→ Action item: Each entry must appear in the answer exactly as it does here.
--- Records supplied ---
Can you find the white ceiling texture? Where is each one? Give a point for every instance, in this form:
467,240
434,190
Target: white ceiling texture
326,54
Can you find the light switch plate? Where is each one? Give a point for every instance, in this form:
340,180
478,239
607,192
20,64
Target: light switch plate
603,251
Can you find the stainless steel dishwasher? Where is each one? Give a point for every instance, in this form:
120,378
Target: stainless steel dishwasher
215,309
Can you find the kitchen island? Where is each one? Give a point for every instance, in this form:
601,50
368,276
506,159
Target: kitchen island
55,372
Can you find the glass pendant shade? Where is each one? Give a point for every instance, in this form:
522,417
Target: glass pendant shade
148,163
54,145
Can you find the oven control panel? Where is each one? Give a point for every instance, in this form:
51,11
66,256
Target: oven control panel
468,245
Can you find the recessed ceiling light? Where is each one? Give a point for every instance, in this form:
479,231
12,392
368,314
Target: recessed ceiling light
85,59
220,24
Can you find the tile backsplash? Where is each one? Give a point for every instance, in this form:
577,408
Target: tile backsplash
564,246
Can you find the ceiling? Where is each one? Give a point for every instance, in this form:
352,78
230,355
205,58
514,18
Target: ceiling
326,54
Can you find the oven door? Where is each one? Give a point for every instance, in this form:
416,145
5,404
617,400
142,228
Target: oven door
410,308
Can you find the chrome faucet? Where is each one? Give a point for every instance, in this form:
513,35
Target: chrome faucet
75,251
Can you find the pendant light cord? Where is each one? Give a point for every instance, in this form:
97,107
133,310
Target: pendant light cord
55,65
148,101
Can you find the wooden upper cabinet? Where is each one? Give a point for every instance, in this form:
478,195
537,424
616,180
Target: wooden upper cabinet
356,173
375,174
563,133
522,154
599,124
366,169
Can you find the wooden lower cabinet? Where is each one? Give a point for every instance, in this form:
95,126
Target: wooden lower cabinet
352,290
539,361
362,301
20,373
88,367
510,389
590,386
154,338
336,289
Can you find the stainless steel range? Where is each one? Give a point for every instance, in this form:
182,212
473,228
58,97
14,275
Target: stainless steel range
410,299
---
→ Reply to the task:
Can you find the white ceiling texture? Where is each one? Give a point for every instance, in this form:
467,240
434,190
Target: white ceiling texture
326,54
Can you find the light switch plate? Where is each one? Give a point for every instance, in this form:
340,180
478,239
607,192
20,64
Target: light switch plate
603,251
Can you find the stainless steel dishwasher? Where is each one? Give a point for every instance, in this form:
120,378
Target: stainless steel dishwasher
215,309
Can you find the kitchen island? Where is each one? Give a point for every instance, in this form:
601,50
368,276
506,159
Target: kitchen island
55,372
Can you find the glass pendant shade? Where is each one? Give a point for every instance, in this form:
522,417
Target: glass pendant shade
148,163
54,145
Can you find the oven control panel? Where is each one? Give a point for every instance, in this form:
51,11
66,256
Target: oven control panel
468,245
Can you find the recessed ceiling light? Where is each one? Give a point for every instance, in this form:
479,231
12,392
368,314
Target: recessed ceiling light
85,59
220,24
Can you find the tile backsplash? Where is each one? Give a point for every instance, in this form:
577,408
Target: tile backsplash
564,246
Can you find the ceiling? Where is each one? Give a point for every instance, in this form:
352,78
230,355
205,58
514,18
Target: ceiling
326,54
Can you find the oven door? Where is each one? Give a point for every instance, in this form:
416,145
5,404
617,400
142,228
Target: oven door
410,308
Can you find the chrome faucet? Where is each one? Give a point for every instance, in this form:
513,35
Target: chrome faucet
75,251
Can you find the pendant light cord? Where is each one? Give a point for every instance, in this form:
97,107
133,310
Target: pendant light cord
55,65
148,101
Can you find the wooden upper cabinet? Where is each one? Give a point for every instance, in this form:
478,195
537,424
616,180
Target: wooden upper cabinet
356,173
375,174
563,133
522,154
599,124
366,169
Can you find the wooden lower cabinet? Where is each one? Give a point for every instance, in this form:
95,126
Target: wooden lower cabinet
352,290
539,361
362,301
20,373
88,367
510,389
590,386
154,338
336,289
Can you find the stainless steel range? Where is each one? Give a point for every instance, in this form:
182,212
473,228
58,97
14,275
Target: stainless steel range
410,299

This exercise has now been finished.